**Excerpted text**.
▶

Cascade: book review

Cascade

Cascade by Maryanne O’Hara. Publisher: Viking (2012). Literary fiction. Hardcover. 356 pages. ISBN: 978-0-670-02602-9.

“How many painters had seized Shakepeare’s image of Ophelia floating among the flowers? How many maritime paintings had captured, for one transfixed moment, sailors going down at sea? People were fascinated by drowning– and here she herself had proof of that, with people from across the country responding to the mesmerizing prospect of a town drowned. A “great deluge” was part of the myth and legend of almost every culture on earth.”

When we meet Desdemona Hart Spaulding, already married, in her hometown of Cascade she’s not the type of housewife one might envision in 1935. Desdemona graduated from a Boston art school, spent time studying in Paris and dreams of moving to New York to pursue her aspirations of working as an artist. The marriage is an unfortunate one of convenience. Desdemona’s father lost his theater and his money recently and needed his daughter to marry for money to support both of them. She idolizes her father and couldn’t refuse and finds herself married to Asa Spaulding, the town pharmacist. Her father dies two months later. Strangely he leaves his theater to Desdemona’s new husband or her first born child and not to his daughter. Dez has long believed that a child will only keep her from pursuing her dreams of independence as a free-spirited New York artist. She has no intention of getting pregnant. I’m always thrilled to find a strong feminist character in a novel.

As Desdemona struggles with her artistic goals, Massachusetts wants to obliterate Cascade and surrounding towns to create a much-needed reservoir to supply drinking water to Boston. It turns out that this reservoir may benefit Dez’s career. She begins to paint a series for a popular magazine. Many believe she’s forsaking her town for fame and begin to shun her and gossip about her. Author Maryann O’Hara painstakingly researched the creation of the Quabbin reservoir, the largest man-made reservoir in the world. Hundreds of people were displaced when numerous towns were wiped out during this massive State project. Eliminating entire towns seems unfathomable and O’Hara provides an empathetic and descriptive what- if with her fictional Cascade.

◀

**Task set**.
1. Answer these questions using the Cascade book review:
(a) Which publisher released Cascade, and in what year?
(b) Whom does Desdemona marry, and what is his occupation?
(c) What is the reservoir intended to supply, and to which city?
2. Resume the Cascade book review after its final sentence, adding one or two paragraphs in the same voice.

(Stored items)

▶

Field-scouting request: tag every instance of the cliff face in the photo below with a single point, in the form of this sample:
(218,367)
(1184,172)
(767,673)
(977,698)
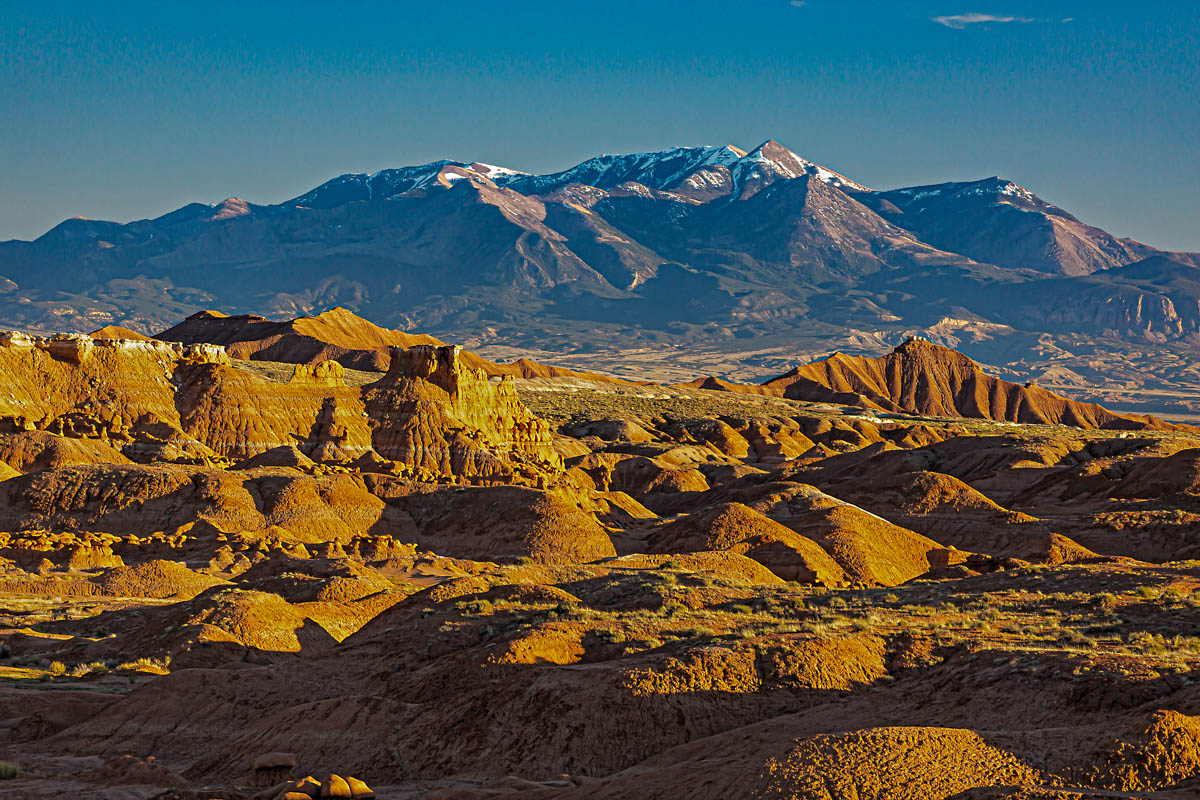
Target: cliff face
(334,336)
(155,401)
(433,410)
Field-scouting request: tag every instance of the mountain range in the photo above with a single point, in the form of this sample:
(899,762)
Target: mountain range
(689,260)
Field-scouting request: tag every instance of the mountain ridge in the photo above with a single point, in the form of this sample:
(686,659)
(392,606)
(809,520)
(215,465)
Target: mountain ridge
(682,251)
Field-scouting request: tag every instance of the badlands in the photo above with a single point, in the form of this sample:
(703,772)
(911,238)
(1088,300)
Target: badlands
(261,560)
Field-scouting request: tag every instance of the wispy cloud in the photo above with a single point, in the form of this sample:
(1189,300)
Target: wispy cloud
(959,22)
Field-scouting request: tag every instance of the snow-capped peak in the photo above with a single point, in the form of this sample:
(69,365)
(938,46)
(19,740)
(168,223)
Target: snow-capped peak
(783,163)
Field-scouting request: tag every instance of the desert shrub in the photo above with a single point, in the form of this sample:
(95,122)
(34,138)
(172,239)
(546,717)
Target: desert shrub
(610,637)
(673,608)
(475,607)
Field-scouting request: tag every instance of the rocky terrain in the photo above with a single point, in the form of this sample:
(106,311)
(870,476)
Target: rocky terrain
(654,265)
(311,558)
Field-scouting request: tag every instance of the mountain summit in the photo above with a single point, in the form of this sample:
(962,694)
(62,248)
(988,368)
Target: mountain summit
(688,247)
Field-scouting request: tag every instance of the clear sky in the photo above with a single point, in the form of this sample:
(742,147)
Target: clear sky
(127,110)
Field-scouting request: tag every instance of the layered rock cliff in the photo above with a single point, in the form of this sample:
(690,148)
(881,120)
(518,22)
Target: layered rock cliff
(431,415)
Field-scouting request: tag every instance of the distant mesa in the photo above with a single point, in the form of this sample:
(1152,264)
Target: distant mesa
(336,335)
(919,377)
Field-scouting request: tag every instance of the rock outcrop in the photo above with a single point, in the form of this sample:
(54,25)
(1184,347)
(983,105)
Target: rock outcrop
(923,378)
(154,401)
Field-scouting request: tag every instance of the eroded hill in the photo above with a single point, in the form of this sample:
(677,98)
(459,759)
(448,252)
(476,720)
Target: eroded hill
(221,576)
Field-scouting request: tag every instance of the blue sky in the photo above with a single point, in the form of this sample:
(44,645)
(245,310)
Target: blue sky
(131,112)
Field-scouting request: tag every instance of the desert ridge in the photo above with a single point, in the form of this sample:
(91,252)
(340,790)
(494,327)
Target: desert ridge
(894,576)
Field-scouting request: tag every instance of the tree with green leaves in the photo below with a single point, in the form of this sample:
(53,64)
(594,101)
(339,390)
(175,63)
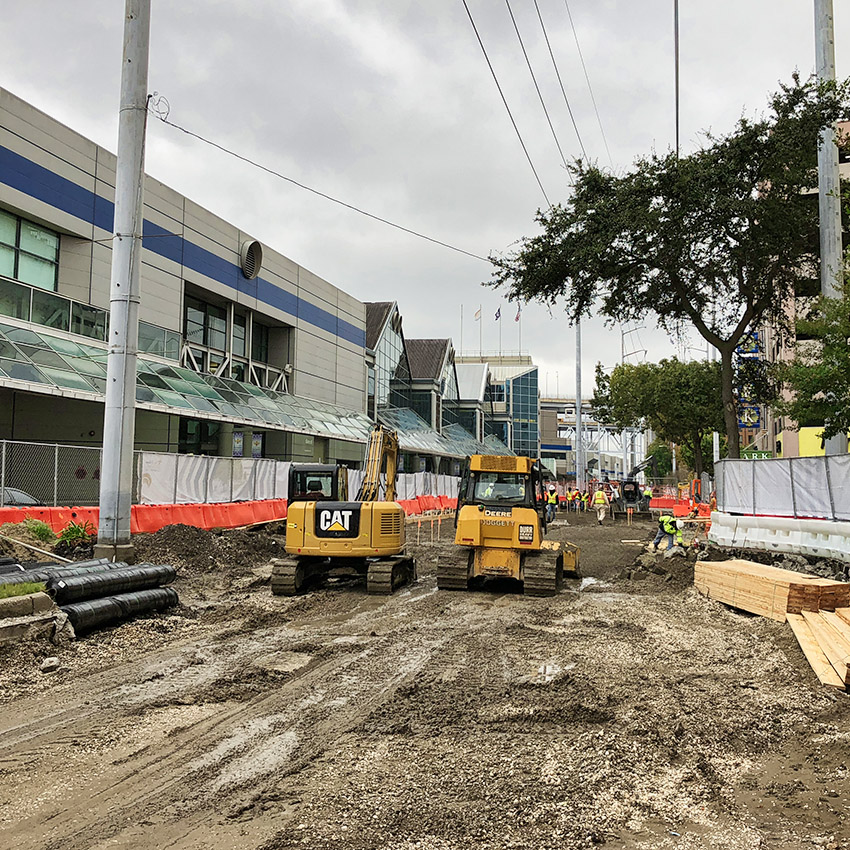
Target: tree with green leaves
(819,375)
(679,401)
(662,456)
(717,240)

◀

**Exercise responses**.
1.
(a) Viking, in 2012.
(b) Asa Spaulding, the town pharmacist.
(c) Drinking water, to Boston.

2.
Why Dez’s father left the theater to her husband I could not comprehend it. As an only child, Dez was close to her father. She went to art school and studied in Paris. He knew this wasn’t just a hobby for her. Why would he do such a thing to his only daughter? Soon after her father’s death, Dez meets traveling salesman/ artist Jacob Salomon. She falls head over heels for him. I found this plot-line so disappointing. I didn’t find Jacob attractive in any way. He didn’t even treat Dez respectfully. He though only of himself and she went out of her way for him. It set the story back. Here’s this independent creative woman planning to go to New York to establish herself as an artist and along comes a man and suddenly her plans waver. She could run off with Jacob, yet another man and live the way he wants to live. She could move to New York on her own, be an artist and follow her own dreams, as risky as that might be for a woman in the 1930s, or she could stay with her husband in a stable suburban existence which never challenges her.

FTC Disclosure: I received this novel for review from the publisher.